On Tue, December 1, 2015 12:06 pm, John Thurston wrote:
So that I can kill off my errant process and keep xymon alerts flowing, I need to identify that process. It seems like it would be simple to get the right PID. I have xymon_history writing a pid file when it is launched with the following line in my tasks.cfg
CMD xymond_channel --channel=stachg --log=$XYMONSERVERLOGS/h.log xymond_history --pidfile=$XYMONSERVERLOGS/x_h.pid
But I am unable to get xymon_alert to create this pid file. It isn't a documented option on the man-page, but I had hoped the capability was buried in the there anyway. It doesn't appear to be so :(
So I thought maybe I could get the pid of the parent by specifying --pidfile on that instance of xymond_channel with:
CMD xymond_channel --channel=page --log=$XYMONSERVERLOGS/a.log --pidfile=$XYMONSERVERLOGS/x_a.pid xymond_alert --debug --checkpoint-file=$XYMONTMP/a.chk --checkpoint-interval=600
but this doesn't seem to work either.
Unfortunately, this isn't an option with xymond_alert as-is, although it will be with 4.4 (since the --pid-file option will be in a standard library), and 4.4 (and the Terabithia RPMs) have a 'PIDFILE' option in tasks.cfg for controlling this at the xymonlaunch level too.

◆ Your tasks ◆
1. In the Xymon forum thread, rewrite the passage between "Unfortunately, this isn't" and "xymonlaunch level too.", inclusive, changing "xymonlaunch" to "launcher".
2. According to the Xymon forum thread, in which version will a --pid-file option become available to xymond_alert?
3. Continue the Xymon forum thread from its last sentence.

◆ Information provided ◆
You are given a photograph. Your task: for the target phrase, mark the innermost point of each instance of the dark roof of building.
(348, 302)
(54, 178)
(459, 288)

◆ Outputs by task ◆
1.
Unfortunately, this isn't an option with xymond_alert as-is, although it will be with 4.4 (since the --pid-file option will be in a standard library), and 4.4 (and the Terabithia RPMs) have a 'PIDFILE' option in tasks.cfg for controlling this at the launcher level too.

2. Version 4.4.

3.
The idea to have xymond_channel write out pid files too is an interesting one -- something I hadn't considered -- and might be able to be added in some form in 4.4. (How it could interact with --multilocal would be interesting, though...)
The only way I can think to identify the process is to pgrep -f "xymond_channel --channel=page" which seems like a long way around the barn, but I can make it work.
Should I be able to get a pidfile written for this worker process, or it simply impossible?
This is probably the easiest in this case. Really, the xymond_channel process can substitute for xymond_alert in this case since xymond_channel will kill the worker(s) when it terminates itself (under normal circumstances).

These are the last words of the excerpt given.